Excerpts of location labeling data:
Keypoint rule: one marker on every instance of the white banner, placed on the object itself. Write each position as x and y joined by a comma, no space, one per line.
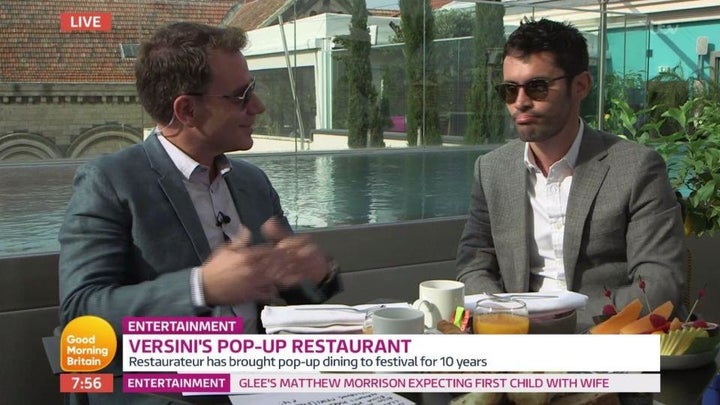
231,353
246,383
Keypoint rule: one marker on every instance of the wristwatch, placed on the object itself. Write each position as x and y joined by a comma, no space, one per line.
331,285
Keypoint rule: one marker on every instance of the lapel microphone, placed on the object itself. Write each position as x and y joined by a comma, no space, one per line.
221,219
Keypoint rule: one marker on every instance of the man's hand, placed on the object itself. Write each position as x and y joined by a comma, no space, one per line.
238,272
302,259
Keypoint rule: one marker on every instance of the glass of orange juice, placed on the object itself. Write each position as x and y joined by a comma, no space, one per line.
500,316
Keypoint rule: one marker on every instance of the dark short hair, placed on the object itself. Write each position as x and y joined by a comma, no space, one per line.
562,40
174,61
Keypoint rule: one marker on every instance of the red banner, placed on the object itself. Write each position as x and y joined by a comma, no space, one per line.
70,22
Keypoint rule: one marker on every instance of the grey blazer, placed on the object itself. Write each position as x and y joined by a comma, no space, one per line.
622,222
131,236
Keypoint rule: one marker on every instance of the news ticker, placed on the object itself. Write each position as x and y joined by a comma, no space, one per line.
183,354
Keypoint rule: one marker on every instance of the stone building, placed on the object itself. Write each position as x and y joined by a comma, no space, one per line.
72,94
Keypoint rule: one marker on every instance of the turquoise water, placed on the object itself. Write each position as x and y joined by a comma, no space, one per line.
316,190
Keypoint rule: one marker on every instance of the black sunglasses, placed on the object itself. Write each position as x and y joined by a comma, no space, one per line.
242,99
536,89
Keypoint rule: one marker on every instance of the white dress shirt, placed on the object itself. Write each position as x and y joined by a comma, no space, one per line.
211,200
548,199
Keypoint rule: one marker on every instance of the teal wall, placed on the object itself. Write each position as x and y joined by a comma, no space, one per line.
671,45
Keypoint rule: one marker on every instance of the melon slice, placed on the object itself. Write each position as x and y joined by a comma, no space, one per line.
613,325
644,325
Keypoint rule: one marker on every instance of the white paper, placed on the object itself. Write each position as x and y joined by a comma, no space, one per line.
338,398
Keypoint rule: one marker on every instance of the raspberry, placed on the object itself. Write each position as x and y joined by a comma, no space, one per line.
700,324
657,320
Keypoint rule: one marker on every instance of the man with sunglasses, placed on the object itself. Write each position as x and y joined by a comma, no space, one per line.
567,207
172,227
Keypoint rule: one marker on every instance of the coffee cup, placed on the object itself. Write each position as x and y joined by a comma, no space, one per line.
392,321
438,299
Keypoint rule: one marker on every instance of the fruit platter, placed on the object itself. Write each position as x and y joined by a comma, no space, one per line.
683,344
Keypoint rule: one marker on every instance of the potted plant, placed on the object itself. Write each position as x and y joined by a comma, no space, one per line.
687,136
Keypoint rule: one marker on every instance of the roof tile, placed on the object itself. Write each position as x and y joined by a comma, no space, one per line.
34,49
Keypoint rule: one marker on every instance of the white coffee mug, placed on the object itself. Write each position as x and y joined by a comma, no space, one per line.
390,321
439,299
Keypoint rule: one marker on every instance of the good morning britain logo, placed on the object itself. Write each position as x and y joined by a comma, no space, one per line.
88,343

» Instructions for the task:
Repeat each record exactly, with the pictures left out.

» Result of the exercise:
Keypoint rule: one marker on every instance of the white banner, placed on the object itself. Write each position as x and y joined by a comma, no space, one per line.
231,353
246,383
Keypoint rule: one marker on every instance of the wristwatch, placed on the object itself. Write each position as x and y joined by a comma, no space, one per line.
331,285
Keypoint rule: one marker on every instance of the lapel microphone, placed on the object itself. Write each position as x and y joined by a comma, no space, one per line.
221,219
Keypoint rule: one marker on every instance of the man's hand, placed on the object itself. Write each position as x and y joined by a comma, no space, one per line.
238,272
302,259
Keypoint rule: one marker on every instance of the glass of orange juice, placed on the object itself. Write each position as x and y joined by a comma, no space, one per line.
500,316
Keypoint rule: one marker on every instance of the dark short hair, placed on the object itself. Write each position as x and y joined by a comma, no space, one per line.
562,40
174,61
Keypoint rule: one marker on every instance of the red banner, placed on the object itself. Write each position as x and y joined by a comma, no space, one per line.
70,22
Keypoint rule: one marker on every instance of the grey blazer, placed on the object itself. Write each position as x and y joined by a comma, no space, one per line.
622,222
131,236
Keypoint rule: one marker on every instance of the news ticker, placed on the object itself. Write each position as x and y joined by a comma, no space, one per line.
183,354
Keypoint rule: one marker on every instance of the stone building, placed on the object itself. Write each position as x and y joined by a comma, no space, one per line.
72,94
Keypoint rule: one marker on every instance of the turquoise water, placed on the object itself. Write each position as x and y joined by a comma, no space, one per line.
316,190
Keypoint rule: one marker on every instance of the black sunglasses, placed on the object itself. Write each position as x and y joined by a comma, no space, one per line.
242,99
536,89
Keypoint rule: one marker on every instance of the white dress shirt, placed on the object itself. Write each position as x and y joined by a comma, no space, one per line.
211,200
548,199
Keypoint rule: one marker on every instance of the teal wall, placed on the object itself. Write each position as x and y joined by a comma, no space, one per line.
671,45
Keypoint rule: one marker on every instance of the melon slice, placed on the object itself. Write each position as x and y joined by a comma, no space, one per line.
613,325
644,325
Keypoint rule: one marker on every instance of the white paper, placed on the object itself. Write each position as x and y joined by a comma, no space, one per line.
338,398
Keypoint rule: one marker on every instance of the raspberry, placed on the object itself. Write each position as x and y joined by a comma, no space, one per line.
700,324
657,320
Keypoint rule: one marker on every instance of the man with sunglasses, placed on the object itself. Write each position as x and y joined by a comma, no space, one per line.
567,207
172,227
Keypoint rule: one marker on every instance of the coffee cup, placed on the object itself. Write each position as x and y joined by a comma, no space, one per line.
392,321
438,299
Keypoint rule: one marker on every instance of the fruit platter, placed on the object itself. Write each position as x and y joined by a comma, no space, one per line.
683,344
Keypoint rule: one marker on every instance of the potted plant, placed on the object itself. Write each position as x and y joined by a comma, no space, one per line.
687,136
Keypoint rule: one marker on every instance of the roof tile, placed on the object itself. Write each position as x and y joined by a comma, no space, one per line.
34,49
Keypoint rule: one marker on every instance of the white coffee mug, placed on the object itself. Write each position as x and y joined by a comma, no space, one per line.
390,321
439,299
Keypoint rule: one marker on every instance of the good morning britain logo, placed on the object itself. Write each position as x and y joined by a comma, no space, one per line.
88,343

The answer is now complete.